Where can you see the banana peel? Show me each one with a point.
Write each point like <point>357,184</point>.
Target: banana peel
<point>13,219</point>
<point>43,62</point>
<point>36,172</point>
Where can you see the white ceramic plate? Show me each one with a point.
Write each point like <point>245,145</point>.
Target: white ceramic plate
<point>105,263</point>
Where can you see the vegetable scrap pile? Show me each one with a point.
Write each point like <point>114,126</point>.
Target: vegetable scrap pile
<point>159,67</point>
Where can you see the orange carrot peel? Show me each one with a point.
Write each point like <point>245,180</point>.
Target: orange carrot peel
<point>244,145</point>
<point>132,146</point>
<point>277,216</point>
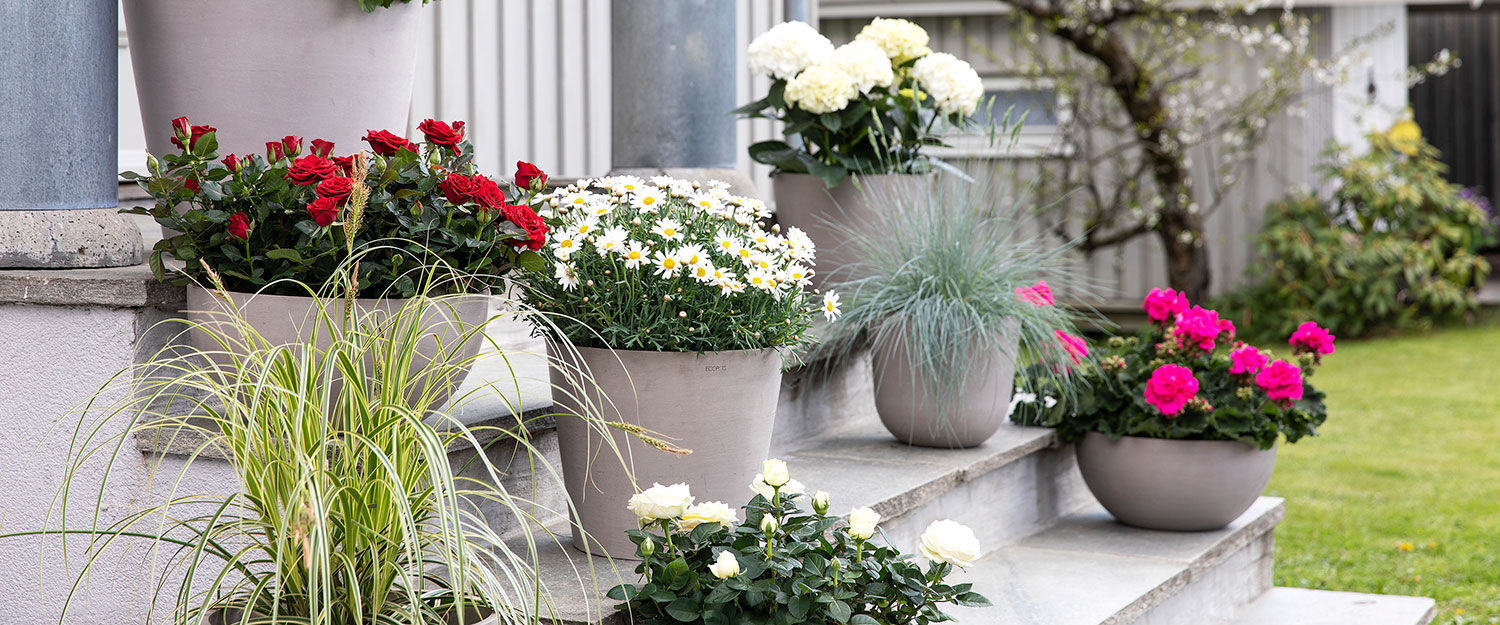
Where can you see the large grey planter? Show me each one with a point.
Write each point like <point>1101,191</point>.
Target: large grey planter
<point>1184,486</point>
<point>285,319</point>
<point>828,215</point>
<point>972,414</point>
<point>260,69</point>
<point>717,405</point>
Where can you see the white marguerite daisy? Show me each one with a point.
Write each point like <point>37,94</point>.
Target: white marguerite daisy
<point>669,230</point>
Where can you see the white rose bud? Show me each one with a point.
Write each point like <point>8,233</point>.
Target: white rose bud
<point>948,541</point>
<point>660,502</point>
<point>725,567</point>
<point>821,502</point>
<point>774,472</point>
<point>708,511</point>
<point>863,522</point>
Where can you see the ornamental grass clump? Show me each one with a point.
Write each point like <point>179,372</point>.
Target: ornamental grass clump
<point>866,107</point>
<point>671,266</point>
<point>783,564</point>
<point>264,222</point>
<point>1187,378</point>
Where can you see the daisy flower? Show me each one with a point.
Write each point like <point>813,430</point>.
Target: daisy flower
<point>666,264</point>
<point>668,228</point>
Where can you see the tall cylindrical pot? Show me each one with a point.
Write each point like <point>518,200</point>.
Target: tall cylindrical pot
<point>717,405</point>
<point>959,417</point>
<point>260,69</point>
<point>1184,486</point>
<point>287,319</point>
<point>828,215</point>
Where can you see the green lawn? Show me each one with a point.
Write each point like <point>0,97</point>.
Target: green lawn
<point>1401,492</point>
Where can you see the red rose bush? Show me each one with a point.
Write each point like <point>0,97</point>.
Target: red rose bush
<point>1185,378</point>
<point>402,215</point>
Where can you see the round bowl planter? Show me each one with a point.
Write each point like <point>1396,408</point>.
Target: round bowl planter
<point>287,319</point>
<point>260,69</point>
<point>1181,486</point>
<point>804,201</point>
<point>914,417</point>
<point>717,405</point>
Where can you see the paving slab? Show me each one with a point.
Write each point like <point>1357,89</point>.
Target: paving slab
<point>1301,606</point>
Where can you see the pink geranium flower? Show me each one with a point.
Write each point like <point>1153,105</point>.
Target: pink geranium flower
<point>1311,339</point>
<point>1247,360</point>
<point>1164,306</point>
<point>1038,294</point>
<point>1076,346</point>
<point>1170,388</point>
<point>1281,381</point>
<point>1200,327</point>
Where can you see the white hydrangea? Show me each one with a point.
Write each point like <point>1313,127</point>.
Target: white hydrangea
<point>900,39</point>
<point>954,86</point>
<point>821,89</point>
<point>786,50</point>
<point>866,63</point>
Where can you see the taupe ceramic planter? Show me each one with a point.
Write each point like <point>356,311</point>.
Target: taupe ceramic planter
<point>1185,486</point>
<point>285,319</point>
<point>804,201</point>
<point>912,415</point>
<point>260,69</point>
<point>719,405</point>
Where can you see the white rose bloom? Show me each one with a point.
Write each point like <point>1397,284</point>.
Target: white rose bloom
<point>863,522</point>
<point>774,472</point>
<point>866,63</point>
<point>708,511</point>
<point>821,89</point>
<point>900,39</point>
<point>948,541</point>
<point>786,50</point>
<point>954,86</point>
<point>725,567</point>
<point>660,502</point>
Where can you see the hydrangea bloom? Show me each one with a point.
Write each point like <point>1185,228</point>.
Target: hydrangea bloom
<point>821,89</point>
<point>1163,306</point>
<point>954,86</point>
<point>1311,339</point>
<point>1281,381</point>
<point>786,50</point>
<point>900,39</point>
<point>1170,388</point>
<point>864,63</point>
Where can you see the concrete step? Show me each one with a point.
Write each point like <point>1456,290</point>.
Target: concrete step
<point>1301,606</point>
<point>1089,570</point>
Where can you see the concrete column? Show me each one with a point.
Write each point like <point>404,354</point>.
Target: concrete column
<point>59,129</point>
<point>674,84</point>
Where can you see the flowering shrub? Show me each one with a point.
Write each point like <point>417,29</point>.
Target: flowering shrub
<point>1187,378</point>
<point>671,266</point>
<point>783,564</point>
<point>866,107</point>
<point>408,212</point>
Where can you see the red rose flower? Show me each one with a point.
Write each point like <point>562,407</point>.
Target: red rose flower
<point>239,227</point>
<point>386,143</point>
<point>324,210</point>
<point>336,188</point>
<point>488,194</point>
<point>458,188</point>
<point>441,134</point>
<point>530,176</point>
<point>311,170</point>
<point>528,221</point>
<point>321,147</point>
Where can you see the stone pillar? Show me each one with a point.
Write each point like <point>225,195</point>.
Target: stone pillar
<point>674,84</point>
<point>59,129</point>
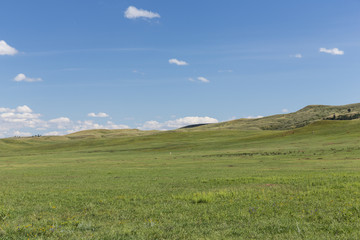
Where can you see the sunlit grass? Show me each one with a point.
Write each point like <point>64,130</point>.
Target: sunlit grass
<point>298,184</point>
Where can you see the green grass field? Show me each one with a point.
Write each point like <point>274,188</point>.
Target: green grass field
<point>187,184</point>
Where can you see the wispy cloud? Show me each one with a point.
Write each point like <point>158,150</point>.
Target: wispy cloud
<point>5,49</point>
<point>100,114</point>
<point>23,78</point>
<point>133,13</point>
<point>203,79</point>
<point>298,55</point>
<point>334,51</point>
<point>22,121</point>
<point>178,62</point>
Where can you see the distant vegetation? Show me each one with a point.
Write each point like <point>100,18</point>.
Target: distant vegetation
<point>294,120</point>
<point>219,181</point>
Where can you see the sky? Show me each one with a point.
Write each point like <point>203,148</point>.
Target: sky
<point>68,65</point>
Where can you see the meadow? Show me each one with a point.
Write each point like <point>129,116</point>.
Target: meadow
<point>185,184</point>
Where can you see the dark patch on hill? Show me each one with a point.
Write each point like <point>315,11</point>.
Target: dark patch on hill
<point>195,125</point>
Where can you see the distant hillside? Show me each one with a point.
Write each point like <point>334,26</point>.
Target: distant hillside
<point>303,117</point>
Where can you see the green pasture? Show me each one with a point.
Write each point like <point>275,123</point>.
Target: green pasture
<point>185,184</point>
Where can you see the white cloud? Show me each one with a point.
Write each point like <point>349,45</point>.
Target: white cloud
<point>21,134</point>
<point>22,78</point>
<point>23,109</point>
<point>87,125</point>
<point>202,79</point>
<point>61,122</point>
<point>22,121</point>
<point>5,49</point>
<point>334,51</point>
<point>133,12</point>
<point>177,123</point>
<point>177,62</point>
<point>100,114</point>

WHAT IS NEEDED: Copy out the lines from the one containing "Where can you see the large" through the one containing "<point>669,230</point>", inclusive, with "planter" replaced by "container" and nothing else changed.

COMPLETED TASK:
Where can you see the large grey container? Show me each one with a point.
Write each point like <point>1101,191</point>.
Target: large grey container
<point>1184,486</point>
<point>285,319</point>
<point>828,215</point>
<point>972,414</point>
<point>260,69</point>
<point>717,405</point>
Where can you see the white marguerite daisy? Show me each one with a point.
Write each point like <point>37,94</point>.
Target: white marguerite daisy
<point>669,230</point>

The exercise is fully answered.